# Available data start

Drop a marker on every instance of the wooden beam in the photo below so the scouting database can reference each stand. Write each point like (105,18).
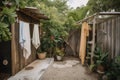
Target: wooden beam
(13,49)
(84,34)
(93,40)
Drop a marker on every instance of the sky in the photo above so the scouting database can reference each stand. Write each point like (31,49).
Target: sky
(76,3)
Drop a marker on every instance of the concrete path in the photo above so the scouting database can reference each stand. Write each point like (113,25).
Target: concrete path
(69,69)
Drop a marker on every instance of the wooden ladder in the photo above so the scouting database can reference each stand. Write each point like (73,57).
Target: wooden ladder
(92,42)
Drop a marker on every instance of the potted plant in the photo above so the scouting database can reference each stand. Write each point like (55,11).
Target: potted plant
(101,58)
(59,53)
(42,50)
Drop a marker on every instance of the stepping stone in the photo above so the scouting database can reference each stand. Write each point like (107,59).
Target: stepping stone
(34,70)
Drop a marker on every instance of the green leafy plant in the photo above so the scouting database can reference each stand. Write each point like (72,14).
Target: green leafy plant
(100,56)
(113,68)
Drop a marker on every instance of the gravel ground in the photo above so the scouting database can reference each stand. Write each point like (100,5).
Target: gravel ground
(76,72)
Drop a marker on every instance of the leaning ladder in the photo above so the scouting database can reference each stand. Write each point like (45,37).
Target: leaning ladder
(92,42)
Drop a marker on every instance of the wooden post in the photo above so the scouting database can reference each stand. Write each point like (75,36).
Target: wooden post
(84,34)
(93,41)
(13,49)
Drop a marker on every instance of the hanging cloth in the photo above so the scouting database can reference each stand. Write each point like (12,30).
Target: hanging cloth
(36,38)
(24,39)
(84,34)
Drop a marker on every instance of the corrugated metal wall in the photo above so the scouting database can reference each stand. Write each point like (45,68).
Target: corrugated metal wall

# Available data end

#### Given instruction
Rewrite every line of the records above as a Markdown table with two columns, Row for a running number and Line for the text, omitting blank lines and the pictures.

#### Correct result
| Row | Line |
|---|---|
| 1 | Drop a marker on every instance of the wooden beam in the photo below so the scouting database can reference each stand. Write each point like (105,18). |
| 2 | Target: wooden beam |
| 3 | (13,49) |
| 4 | (84,34) |
| 5 | (93,40) |
| 6 | Drop a marker on every instance of the sky in the photo above so the scouting database can reference each stand. Write each point like (31,49). |
| 7 | Target: sky |
| 8 | (76,3) |
| 9 | Drop a marker on every instance of the concrete path in the photo above so the scouting database can reference each stand. Write each point like (113,25). |
| 10 | Target: concrete path |
| 11 | (69,69) |
| 12 | Drop a marker on every instance of the wooden ladder in the photo above so the scouting database can reference each stand. Write each point like (73,57). |
| 13 | Target: wooden ladder |
| 14 | (92,42) |
| 15 | Drop a marker on every instance of the potted plant in the photo above so the scouting database can reference each stand. Write each point like (55,11). |
| 16 | Target: potted plant |
| 17 | (101,58) |
| 18 | (59,53) |
| 19 | (42,50) |
| 20 | Drop a marker on every instance of the stepping stone in the photo above so the scouting database can reference each stand. Write each point like (107,59). |
| 21 | Target: stepping stone |
| 22 | (34,70) |
| 23 | Drop a marker on every instance of the green leafy plant in the photo above so the scouting database can reference each stand. Write each point like (72,14). |
| 24 | Target: green leafy plant |
| 25 | (100,56) |
| 26 | (113,68) |
| 27 | Drop a marker on every instance of the gravel ground in the photo above so the scouting database can reference each stand. Write each point like (100,5). |
| 28 | Target: gravel ground |
| 29 | (76,72) |
| 30 | Drop a marker on every instance of the leaning ladder in the photo above so the scouting database can reference each stand. Write each point like (45,37). |
| 31 | Target: leaning ladder |
| 32 | (92,42) |
| 33 | Drop a marker on every instance of the wooden post in the photo above so the scouting database can reference each stand. Write each point like (75,36). |
| 34 | Target: wooden post |
| 35 | (84,34) |
| 36 | (93,41) |
| 37 | (13,49) |
| 38 | Drop a marker on every instance of the hanging cloth in the photo above so the scouting database can reference each stand. Write each point like (12,30). |
| 39 | Target: hanging cloth |
| 40 | (36,38) |
| 41 | (24,39) |
| 42 | (84,34) |
| 43 | Drop a marker on every instance of the corrugated metal wall in the photo above so the scouting database can reference each stand. Write each point like (45,68). |
| 44 | Target: corrugated metal wall |